__Given problem A__
Identify every line in the records that contains the string "grass", and copy each of those lines.

__Document passage__
Locate relevant passages in a document by asking the Bidirectional Encoder Representations from Transformers (BERT) model a question.
This sample app leverages the BERT model to find the answer to a user’s question in a body of text. The model accepts text from a document and a question, in natural English, about the document. The model responds with the location of a passage within the document text that answers the question. For example, given the text, “The quick brown fox jumps over the lethargic dog.”, with the question “Who jumped over the dog?”, the BERT model's predicted answer is, “the quick brown fox”.
The BERT model does not generate new sentences to answer a given question. It finds the passage in a document that's most likely to answer the question.
The sample leverages the BERT model by:
- Importing the BERT model’s vocabulary into a dictionary
- Breaking up the document and question texts into tokens
- Converting the tokens to ID numbers using the vocabulary dictionary
- Packing the converted token IDs into the model’s input format
- Calling the BERT model’s prediction(from:) method
- Locating the answer by analyzing the BERT model’s output
- Extracting that answer from the original document text
Before you run the sample code project in Xcode, use a device with either:
- iOS 13 or later
- macOS 10.15 or later
The first step to using the BERT model is to import its vocabulary. The sample creates a vocabulary dictionary by splitting the vocabulary file into lines, each of which has one token.

__Given problem B__
Summarize the BERT sample app description above in two sentences.

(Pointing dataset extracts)
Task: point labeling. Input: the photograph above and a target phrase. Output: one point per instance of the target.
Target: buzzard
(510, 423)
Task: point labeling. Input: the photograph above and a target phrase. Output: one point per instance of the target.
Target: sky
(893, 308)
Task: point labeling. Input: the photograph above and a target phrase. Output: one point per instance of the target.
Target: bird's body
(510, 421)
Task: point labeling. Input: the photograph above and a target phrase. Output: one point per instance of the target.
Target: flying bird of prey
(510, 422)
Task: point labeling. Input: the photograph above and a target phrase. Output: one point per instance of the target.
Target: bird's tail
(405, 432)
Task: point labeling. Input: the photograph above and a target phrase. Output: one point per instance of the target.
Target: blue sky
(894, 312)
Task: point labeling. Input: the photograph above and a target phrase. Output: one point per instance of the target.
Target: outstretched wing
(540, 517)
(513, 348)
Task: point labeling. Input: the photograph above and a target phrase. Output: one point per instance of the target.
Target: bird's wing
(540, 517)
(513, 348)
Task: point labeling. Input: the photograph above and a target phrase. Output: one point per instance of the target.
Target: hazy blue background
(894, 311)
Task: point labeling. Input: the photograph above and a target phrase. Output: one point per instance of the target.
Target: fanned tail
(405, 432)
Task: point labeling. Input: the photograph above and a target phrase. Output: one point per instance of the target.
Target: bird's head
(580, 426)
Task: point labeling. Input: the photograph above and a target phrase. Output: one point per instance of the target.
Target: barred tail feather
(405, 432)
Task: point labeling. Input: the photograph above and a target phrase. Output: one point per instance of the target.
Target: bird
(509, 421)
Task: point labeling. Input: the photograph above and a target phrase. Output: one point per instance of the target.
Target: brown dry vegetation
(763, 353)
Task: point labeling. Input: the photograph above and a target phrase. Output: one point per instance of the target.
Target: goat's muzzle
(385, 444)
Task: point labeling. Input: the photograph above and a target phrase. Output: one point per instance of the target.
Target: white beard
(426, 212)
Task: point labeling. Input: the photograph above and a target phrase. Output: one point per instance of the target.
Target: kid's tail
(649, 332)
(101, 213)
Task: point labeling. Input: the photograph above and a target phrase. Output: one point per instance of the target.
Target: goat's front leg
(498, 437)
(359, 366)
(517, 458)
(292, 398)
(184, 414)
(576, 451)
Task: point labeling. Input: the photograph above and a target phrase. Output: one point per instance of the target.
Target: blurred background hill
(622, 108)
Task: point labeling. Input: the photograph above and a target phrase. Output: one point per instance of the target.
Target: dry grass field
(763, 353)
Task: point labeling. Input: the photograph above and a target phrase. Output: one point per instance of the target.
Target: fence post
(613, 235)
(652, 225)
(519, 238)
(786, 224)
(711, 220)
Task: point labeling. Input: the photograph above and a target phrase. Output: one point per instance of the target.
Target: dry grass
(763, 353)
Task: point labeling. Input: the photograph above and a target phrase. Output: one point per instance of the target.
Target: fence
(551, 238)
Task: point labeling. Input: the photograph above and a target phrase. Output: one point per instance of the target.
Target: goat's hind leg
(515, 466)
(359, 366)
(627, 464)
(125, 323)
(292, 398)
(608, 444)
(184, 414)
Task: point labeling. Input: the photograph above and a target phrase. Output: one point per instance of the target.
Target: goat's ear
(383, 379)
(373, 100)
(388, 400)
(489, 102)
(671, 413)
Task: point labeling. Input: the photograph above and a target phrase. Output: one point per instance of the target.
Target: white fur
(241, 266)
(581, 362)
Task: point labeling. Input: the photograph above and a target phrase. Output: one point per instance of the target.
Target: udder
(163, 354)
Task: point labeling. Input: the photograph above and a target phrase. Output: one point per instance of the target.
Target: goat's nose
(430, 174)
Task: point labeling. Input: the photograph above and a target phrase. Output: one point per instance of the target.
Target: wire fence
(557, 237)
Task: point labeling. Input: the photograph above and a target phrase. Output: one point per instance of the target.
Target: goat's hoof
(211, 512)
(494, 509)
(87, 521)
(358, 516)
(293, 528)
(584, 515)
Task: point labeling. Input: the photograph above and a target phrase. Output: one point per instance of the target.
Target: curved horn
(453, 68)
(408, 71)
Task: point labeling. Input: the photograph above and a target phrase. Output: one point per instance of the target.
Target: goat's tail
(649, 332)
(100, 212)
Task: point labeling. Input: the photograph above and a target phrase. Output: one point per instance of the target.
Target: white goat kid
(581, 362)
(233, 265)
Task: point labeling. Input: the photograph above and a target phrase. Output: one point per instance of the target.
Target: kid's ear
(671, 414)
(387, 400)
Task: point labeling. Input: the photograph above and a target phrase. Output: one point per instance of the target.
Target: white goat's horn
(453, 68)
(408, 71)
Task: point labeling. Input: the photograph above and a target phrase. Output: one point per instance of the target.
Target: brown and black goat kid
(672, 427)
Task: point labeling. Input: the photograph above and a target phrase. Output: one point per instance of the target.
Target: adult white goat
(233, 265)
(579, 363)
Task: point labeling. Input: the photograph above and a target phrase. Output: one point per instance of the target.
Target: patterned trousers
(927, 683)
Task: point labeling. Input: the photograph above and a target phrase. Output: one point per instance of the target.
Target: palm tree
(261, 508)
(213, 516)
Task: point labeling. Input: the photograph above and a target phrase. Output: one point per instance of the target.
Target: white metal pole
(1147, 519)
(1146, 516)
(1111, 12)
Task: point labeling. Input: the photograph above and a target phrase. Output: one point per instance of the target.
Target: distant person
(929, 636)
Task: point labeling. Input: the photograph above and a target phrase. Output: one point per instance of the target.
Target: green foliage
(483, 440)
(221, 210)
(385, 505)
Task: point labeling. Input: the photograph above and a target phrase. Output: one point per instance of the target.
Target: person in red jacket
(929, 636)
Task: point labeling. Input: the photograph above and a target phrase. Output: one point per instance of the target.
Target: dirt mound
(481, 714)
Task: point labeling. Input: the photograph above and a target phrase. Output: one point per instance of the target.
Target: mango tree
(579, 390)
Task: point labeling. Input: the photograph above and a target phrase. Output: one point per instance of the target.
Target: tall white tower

__Worked answer A__
Target: dry grass field
Target: dry grass

__Worked answer B__
The sample app uses the BERT model to find the passage in a document that most likely answers a question posed in natural English, without generating new sentences. It does this by importing the model's vocabulary into a dictionary, tokenizing the texts, converting the tokens to IDs, packing them into the model's input format, calling prediction(from:), and extracting the answer from the original text, and it runs on iOS 13 or later or macOS 10.15 or later.